■ EXERCISE OBJECTIVE ■
A verbatim copy of the records below, pictures omitted, is the task.

■ EXCERPTED DATA ■
_ _ _ _ _
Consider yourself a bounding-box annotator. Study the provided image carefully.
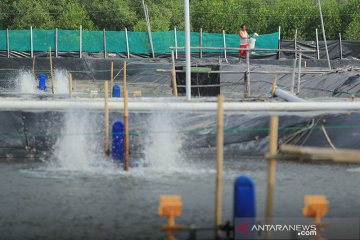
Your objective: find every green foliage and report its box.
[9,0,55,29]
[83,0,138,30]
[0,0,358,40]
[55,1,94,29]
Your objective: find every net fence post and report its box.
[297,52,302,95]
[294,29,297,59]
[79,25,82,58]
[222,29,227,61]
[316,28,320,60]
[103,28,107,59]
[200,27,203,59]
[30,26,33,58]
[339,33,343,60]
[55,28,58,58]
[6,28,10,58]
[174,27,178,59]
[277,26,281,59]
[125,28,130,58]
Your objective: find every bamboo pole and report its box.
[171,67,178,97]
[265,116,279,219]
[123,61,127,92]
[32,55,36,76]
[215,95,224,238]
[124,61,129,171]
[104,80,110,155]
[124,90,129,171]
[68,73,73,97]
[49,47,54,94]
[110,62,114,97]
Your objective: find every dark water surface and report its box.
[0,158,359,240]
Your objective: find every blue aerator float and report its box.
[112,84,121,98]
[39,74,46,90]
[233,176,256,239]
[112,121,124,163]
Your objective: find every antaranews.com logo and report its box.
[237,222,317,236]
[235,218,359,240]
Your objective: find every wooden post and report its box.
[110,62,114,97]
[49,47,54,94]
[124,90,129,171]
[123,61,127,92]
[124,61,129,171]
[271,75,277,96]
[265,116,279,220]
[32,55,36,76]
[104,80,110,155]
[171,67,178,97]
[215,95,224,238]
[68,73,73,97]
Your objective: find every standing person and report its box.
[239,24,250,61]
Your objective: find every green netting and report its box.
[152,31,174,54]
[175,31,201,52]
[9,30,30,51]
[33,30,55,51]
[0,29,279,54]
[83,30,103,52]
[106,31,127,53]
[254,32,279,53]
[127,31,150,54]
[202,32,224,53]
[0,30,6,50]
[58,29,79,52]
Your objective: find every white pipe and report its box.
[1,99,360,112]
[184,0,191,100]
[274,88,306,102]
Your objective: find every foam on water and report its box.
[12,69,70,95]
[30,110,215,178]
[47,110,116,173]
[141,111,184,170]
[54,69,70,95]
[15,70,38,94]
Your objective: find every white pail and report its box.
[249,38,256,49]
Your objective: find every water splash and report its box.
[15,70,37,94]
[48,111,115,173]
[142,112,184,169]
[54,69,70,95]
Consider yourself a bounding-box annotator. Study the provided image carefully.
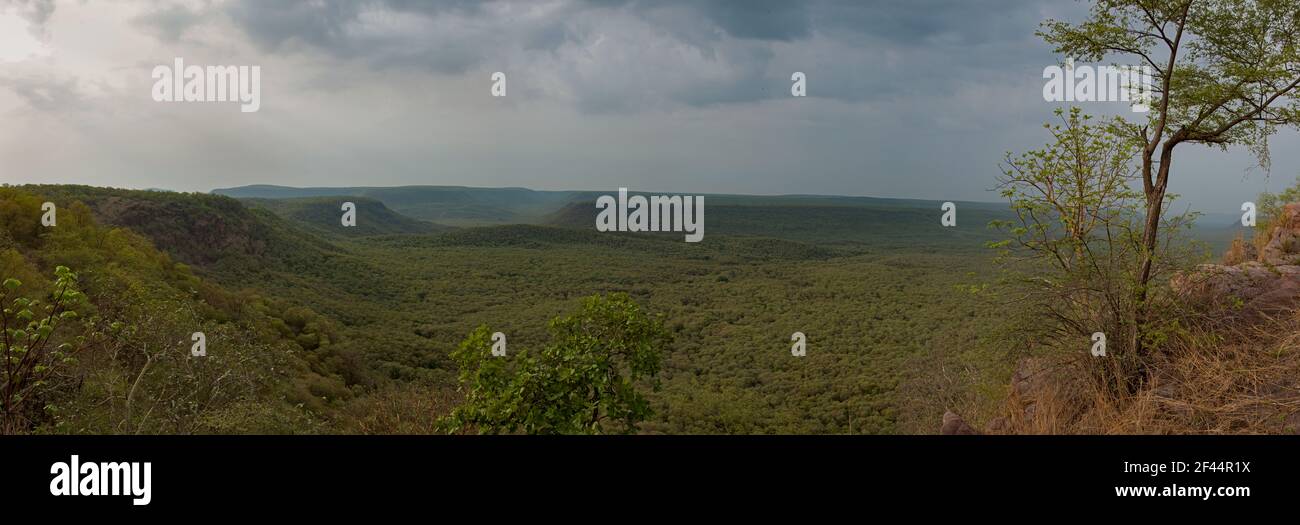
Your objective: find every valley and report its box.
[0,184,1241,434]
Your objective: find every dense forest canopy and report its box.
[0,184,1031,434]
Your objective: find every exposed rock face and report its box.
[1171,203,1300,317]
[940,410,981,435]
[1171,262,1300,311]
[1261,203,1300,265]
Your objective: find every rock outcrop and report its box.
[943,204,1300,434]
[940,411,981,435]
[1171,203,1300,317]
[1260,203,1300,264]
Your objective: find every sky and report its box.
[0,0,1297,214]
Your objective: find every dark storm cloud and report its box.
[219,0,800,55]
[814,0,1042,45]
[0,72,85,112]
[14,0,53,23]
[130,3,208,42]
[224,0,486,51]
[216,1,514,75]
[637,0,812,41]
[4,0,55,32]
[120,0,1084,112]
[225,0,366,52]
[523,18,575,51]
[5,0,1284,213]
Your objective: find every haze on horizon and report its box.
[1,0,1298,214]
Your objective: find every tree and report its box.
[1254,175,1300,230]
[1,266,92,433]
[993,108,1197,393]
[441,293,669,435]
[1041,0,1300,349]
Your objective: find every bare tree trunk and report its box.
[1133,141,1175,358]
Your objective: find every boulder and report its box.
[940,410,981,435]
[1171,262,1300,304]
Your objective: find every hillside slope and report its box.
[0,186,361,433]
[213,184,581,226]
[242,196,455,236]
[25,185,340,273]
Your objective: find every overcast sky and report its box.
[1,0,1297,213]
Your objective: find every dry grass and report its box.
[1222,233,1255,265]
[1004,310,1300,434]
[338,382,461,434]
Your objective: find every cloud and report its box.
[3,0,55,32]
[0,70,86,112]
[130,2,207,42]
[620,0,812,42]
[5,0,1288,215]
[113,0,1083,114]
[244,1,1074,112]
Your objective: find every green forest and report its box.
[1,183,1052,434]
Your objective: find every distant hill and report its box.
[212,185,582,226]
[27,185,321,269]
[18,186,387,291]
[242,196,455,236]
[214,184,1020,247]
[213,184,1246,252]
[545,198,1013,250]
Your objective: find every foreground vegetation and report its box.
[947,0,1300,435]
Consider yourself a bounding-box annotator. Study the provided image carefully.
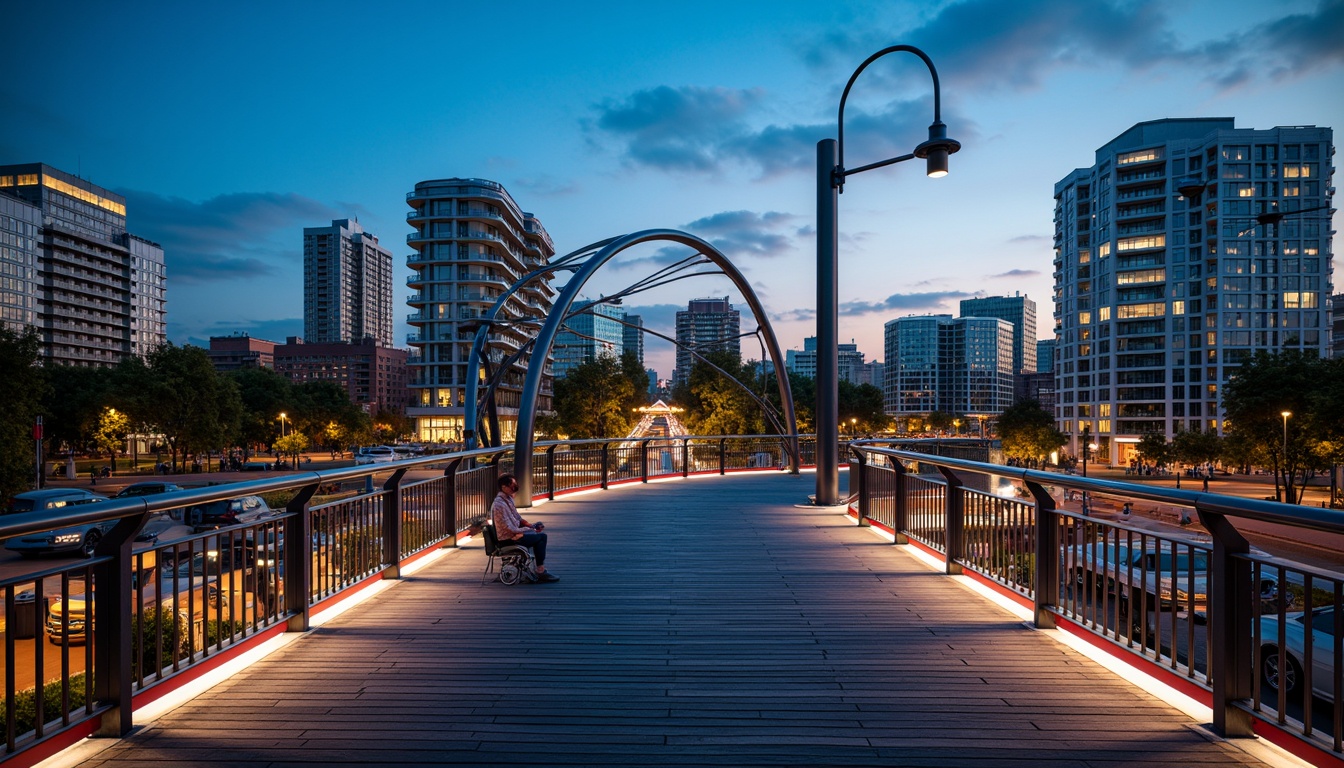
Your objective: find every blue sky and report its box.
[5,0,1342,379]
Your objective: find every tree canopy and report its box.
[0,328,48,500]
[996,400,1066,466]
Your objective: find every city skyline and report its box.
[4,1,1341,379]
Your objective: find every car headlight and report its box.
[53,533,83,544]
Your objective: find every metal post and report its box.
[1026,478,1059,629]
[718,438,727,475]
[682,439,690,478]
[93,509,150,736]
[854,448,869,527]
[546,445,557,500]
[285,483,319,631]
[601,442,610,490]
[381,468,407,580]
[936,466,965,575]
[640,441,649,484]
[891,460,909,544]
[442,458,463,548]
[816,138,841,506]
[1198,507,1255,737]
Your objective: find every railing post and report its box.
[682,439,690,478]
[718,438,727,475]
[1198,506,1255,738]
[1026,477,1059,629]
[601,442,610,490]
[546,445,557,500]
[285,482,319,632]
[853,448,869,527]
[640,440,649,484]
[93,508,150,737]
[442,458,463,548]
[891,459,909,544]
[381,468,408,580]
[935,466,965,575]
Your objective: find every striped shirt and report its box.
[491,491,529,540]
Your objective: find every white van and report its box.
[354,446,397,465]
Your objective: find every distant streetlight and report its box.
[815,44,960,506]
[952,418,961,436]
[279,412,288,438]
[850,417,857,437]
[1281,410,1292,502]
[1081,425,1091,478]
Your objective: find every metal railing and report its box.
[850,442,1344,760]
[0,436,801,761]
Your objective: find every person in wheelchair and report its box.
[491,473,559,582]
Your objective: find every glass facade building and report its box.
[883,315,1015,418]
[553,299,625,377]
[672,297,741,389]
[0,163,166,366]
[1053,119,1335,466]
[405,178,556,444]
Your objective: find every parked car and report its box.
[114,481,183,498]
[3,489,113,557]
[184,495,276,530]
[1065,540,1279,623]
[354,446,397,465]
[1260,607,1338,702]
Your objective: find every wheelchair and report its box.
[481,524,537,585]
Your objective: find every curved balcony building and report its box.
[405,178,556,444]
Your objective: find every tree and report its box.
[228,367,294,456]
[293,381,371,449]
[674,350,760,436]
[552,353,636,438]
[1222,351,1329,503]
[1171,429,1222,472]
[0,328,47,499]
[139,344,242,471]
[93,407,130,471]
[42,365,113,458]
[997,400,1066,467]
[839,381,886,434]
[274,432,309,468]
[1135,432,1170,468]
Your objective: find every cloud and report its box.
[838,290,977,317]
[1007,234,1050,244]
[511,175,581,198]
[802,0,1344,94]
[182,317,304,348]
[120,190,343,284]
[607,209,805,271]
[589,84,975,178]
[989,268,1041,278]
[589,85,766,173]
_ _ _ _ _
■ RESPONSE BELOW ■
Consider yourself a bounding-box annotator. Study the provided image carefully.
Your objective: find every green foliage and report its box.
[9,0,55,29]
[83,0,138,30]
[0,0,358,40]
[55,1,94,29]
Your objective: find every net fence post and report its box.
[297,52,302,95]
[294,29,297,59]
[79,25,82,58]
[222,29,227,61]
[316,28,320,60]
[103,28,107,59]
[200,27,203,59]
[30,26,33,58]
[339,33,343,60]
[55,28,58,58]
[6,28,10,58]
[174,27,178,59]
[277,26,281,59]
[125,28,130,58]
Your objective: find every bamboo pole and report its box.
[171,67,178,97]
[265,116,279,219]
[123,61,127,92]
[32,55,36,76]
[215,95,224,238]
[124,61,129,171]
[104,80,110,155]
[124,90,129,171]
[68,73,73,97]
[49,47,54,94]
[110,62,114,97]
Your objective: find every dark water surface and report its box.
[0,158,359,240]
Your objective: find every blue aerator float and report its box.
[112,84,121,98]
[39,74,46,90]
[233,176,256,239]
[112,121,124,163]
Your objective: find every antaranews.com logo and report its box.
[237,222,317,236]
[235,218,359,240]
Your objective: find every wooden post and report its box.
[110,62,114,97]
[49,47,54,94]
[124,90,129,171]
[123,61,127,92]
[124,61,129,171]
[271,75,277,96]
[265,116,279,220]
[32,55,36,76]
[104,80,110,155]
[171,67,178,97]
[215,95,224,238]
[68,73,73,97]
Your objective: find every standing person and report its box.
[239,24,250,61]
Your objective: find every green netting and report its box.
[152,31,174,54]
[175,31,201,52]
[9,30,30,51]
[33,30,55,51]
[0,29,279,54]
[83,30,103,52]
[106,31,127,53]
[254,32,279,53]
[127,31,150,54]
[202,32,224,53]
[0,30,6,50]
[58,29,79,52]
Your objective: find every white pipe and report its box.
[1,99,360,112]
[184,0,191,100]
[274,88,306,102]
Your objective: find every foam on water and report its box.
[12,69,70,95]
[30,110,215,178]
[47,110,116,173]
[141,111,184,170]
[54,69,70,95]
[15,70,38,94]
Your objective: find every white pail and report its box.
[249,38,256,49]
Your objective: find every water splash and report its box.
[15,70,37,94]
[48,111,115,173]
[142,112,184,169]
[54,69,70,95]
Consider yourself a bounding-box annotator. Study the provided image carefully.
Your objective: find every valley and report its box.
[0,184,1241,434]
Your objective: find every dense forest canopy and report its box.
[0,184,1031,434]
Your objective: find every exposed rock face and report its box.
[1171,203,1300,317]
[940,410,981,435]
[1171,262,1300,311]
[1261,203,1300,265]
Your objective: find every rock outcrop and report its box.
[943,204,1300,434]
[940,411,981,435]
[1171,203,1300,317]
[1260,203,1300,264]
Your objective: find every sky and report its box.
[0,0,1297,214]
Your objective: find every dark storm cloud and report its box.
[219,0,800,55]
[814,0,1042,45]
[0,72,85,112]
[14,0,53,23]
[130,3,208,42]
[224,0,486,51]
[216,1,514,75]
[637,0,812,41]
[4,0,55,32]
[120,0,1084,112]
[225,0,366,52]
[523,18,575,51]
[5,0,1284,213]
Your objective: find every haze on horizon and report its box.
[1,0,1298,214]
Your objective: find every tree and report its box.
[1254,175,1300,230]
[1,266,92,433]
[993,108,1197,393]
[441,293,669,435]
[1041,0,1300,349]
Your objective: find every bare tree trunk and report its box.
[1133,141,1175,358]
Your objective: find every boulder and report its box.
[940,410,981,435]
[1171,262,1300,304]
Your objective: find every hillside slope and report its box.
[0,186,361,433]
[213,184,581,226]
[242,196,455,236]
[25,185,340,273]
Your objective: find every overcast sky and report its box.
[1,0,1297,213]
Your objective: find every dry grass and report its box.
[1222,233,1255,265]
[1004,310,1300,434]
[338,382,461,434]
Your objective: find every cloud and report its box.
[3,0,55,32]
[0,70,86,112]
[130,2,207,42]
[620,0,812,42]
[5,0,1288,215]
[113,0,1083,114]
[244,1,1074,112]
Your objective: find every green forest and report its box.
[1,183,1052,434]
Your objective: find every distant hill and report its box.
[212,185,582,226]
[27,185,321,269]
[18,186,387,291]
[242,196,455,236]
[214,184,1020,247]
[213,184,1246,252]
[545,198,1013,250]
Your objective: find every foreground vegetation and report its box.
[947,0,1300,435]
Consider yourself a bounding-box annotator. Study the provided image carefully.
Your objective: find every blue sky and report its box.
[5,0,1342,379]
Your objective: find every tree canopy and report its box.
[0,328,48,500]
[996,400,1066,466]
Your objective: find every city skyline and report its box.
[4,1,1341,379]
Your objective: find every car headlight and report its box.
[53,533,83,544]
Your objective: find every metal post and report its box.
[1026,478,1059,629]
[718,438,727,475]
[682,439,690,478]
[93,509,150,736]
[854,448,869,527]
[546,445,557,500]
[285,483,319,631]
[601,442,610,490]
[381,468,407,580]
[936,466,965,575]
[640,441,649,484]
[891,460,909,544]
[442,458,463,548]
[816,138,841,506]
[1198,507,1255,737]
Your objective: find every railing post and report its box.
[682,439,690,478]
[718,438,727,475]
[1198,506,1255,738]
[1026,477,1059,629]
[601,442,610,490]
[546,445,557,500]
[285,482,319,632]
[853,448,869,527]
[640,440,649,484]
[93,508,150,737]
[442,458,463,548]
[891,459,909,544]
[381,468,408,580]
[935,466,965,575]
Your objective: find every striped shirt and report its box.
[491,491,529,540]
Your objective: find every white van and report its box.
[354,446,397,465]
Your objective: find every distant streetlight and report its box.
[815,44,960,506]
[952,418,961,436]
[279,412,288,438]
[850,417,857,437]
[1281,410,1292,502]
[1081,425,1091,478]
Your objective: find every metal railing and report its box.
[850,442,1344,760]
[0,436,801,761]
Your objective: find every person in wheelchair and report its box.
[491,473,559,582]
Your objective: find every glass facade building and report its box.
[883,315,1015,418]
[553,299,625,377]
[672,297,741,389]
[0,163,166,366]
[1053,119,1335,466]
[405,178,556,444]
Your objective: find every parked car and report its box.
[114,481,183,498]
[3,489,113,557]
[184,495,276,530]
[1065,540,1279,623]
[354,446,397,465]
[1260,607,1338,702]
Your objective: find every wheelchair and report its box.
[481,524,537,585]
Your objective: find every curved balcony building and report its box.
[405,178,556,444]
Your objective: find every tree and report its box.
[228,367,294,456]
[293,381,371,449]
[674,350,760,436]
[552,353,636,438]
[1222,351,1329,503]
[1171,429,1222,472]
[0,328,47,499]
[139,344,242,471]
[93,407,130,471]
[42,365,113,458]
[997,400,1066,467]
[839,381,886,434]
[274,432,309,468]
[1135,432,1170,468]
Your objective: find every cloud and report its box.
[838,290,977,317]
[1007,234,1050,244]
[511,175,581,198]
[802,0,1344,94]
[182,317,304,348]
[120,190,343,284]
[607,209,805,271]
[589,84,975,178]
[989,268,1041,278]
[589,85,766,173]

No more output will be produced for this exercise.